| Work task |
Continue the account of the 2022 RNA Conference from the point at which it ends.

RNA Conference 2022

The weekend of 15 – 17 July saw the first RNA Conference in two years. As I joined the Association in February 2020, it was my very first one – and the first time I’d been anywhere on my own since H had his stroke.

I arrived on the Friday, and promptly got lost. Harper Adams is an extensive university and their map is utter rubbish! I figured it out in the end and found my room. I liked that these were individual but the kitchens were communial – there was a chance to social and get some quiet time.

With the weather being so hot, the first thing I did was shower! I collected my goodie bag and then had my 1-2-1 session with editor Alex Hammond. I’d been quite nervous about this as I’d submitted my Camp NaNo project-in-progress and hadn’t written much of a synposis. Despite this, Alex had managed to figure out what I was writing and loved it! We discussed its various influences and he gave me some great ideas to develop the story further. I came away buzzing with excitement!

My choice of afternoon session was “Creating Realistic Characters in a Fantasy World”, led by Sarah Rees Brennan. It was a really interesting talk, with my take-away being to make things hard for my characters but not impossible, and that their skills ought to be baked into their backgrounds.

Afterwards I met up with other authors, including Jessica Redland, whom I’d “met” online during her RNA course on writing a romantic series. Dinner was extremely loud and overwhelming, but I coped and actually had a really good time.


I opted to skip the AGM as I knew the details would be provided through the Association, and I’d be able to take them in better by reading through. After the morning coffee break, I attended the talk on writing main disabled characters, followed by writing a single-page synopsis.

The talk on centring disabled characters was really enlightening, and made me reconsider what I thought of as disabled. It also made me realise how important identifying disability was over simply coding characters.

| Record extracts |

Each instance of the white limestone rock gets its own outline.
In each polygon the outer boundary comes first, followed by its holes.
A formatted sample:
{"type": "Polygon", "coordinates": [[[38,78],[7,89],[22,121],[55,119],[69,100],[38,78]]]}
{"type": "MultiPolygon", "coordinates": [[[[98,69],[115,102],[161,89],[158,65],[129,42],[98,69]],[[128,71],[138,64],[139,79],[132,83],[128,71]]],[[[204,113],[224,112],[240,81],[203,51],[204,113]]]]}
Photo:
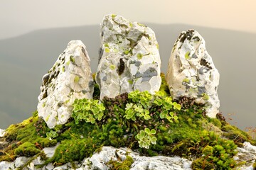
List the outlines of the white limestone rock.
{"type": "Polygon", "coordinates": [[[110,161],[123,162],[127,155],[131,157],[134,163],[130,169],[191,169],[192,162],[178,157],[140,157],[139,153],[134,152],[127,148],[117,149],[112,147],[103,147],[101,152],[95,153],[89,159],[85,159],[82,166],[78,169],[111,169],[111,165],[107,163],[110,161]],[[85,168],[85,164],[87,167],[85,168]]]}
{"type": "Polygon", "coordinates": [[[100,26],[101,48],[96,82],[100,98],[134,90],[159,91],[161,60],[154,31],[114,14],[100,26]]]}
{"type": "Polygon", "coordinates": [[[75,98],[92,98],[94,81],[90,61],[85,45],[73,40],[43,76],[38,111],[50,128],[67,122],[75,98]]]}
{"type": "Polygon", "coordinates": [[[202,36],[193,30],[182,32],[173,47],[166,74],[172,97],[196,98],[196,103],[206,103],[207,115],[215,118],[220,107],[219,79],[202,36]]]}
{"type": "Polygon", "coordinates": [[[4,137],[6,131],[5,130],[0,129],[0,137],[4,137]]]}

| Output for this exercise |
The evening saw the presentation of the Joan Hessayon Award for published members of the New Writers’ Scheme, and the Elizabeth Goudge Trophey for the best short story, followed by the Gala Dinner. This was rather disappointing as there seemed to be some snarl up (we got dessert at 11pm!) but at least there was free wine!

Dressed up for the Gala!


I started Sunday with what I thought was a mindfulness session but it ended being too woo-woo for my tastes – there are coping strategies and then there’s “emotional muscles.” Yeah, no. I went outside and waited for the coffee break, where I met up with my What’s App writing group.

Following this was the Rainbow Writing session, which was far better. Most interesting was the lady from Mills & Boon, who are looking for queer romances. Although there was one horror story, the overall outlook on publishing LGBTQ+ was incredibly positive. I cornered the M&B editor afterwards and discussed my own writing, with the result I feel enboldened to write the stories I’ve been avoiding.

My last session was the brilliant Julie Cohen, who talked about the “But why?” method of digging into our characters. I made copious notes and will be applying them to my main characters in the space opera.

Then it was lunch and home. I was quite sad to leave, but determined to attend the conference next year. I’ve already started saving and planning my outfits!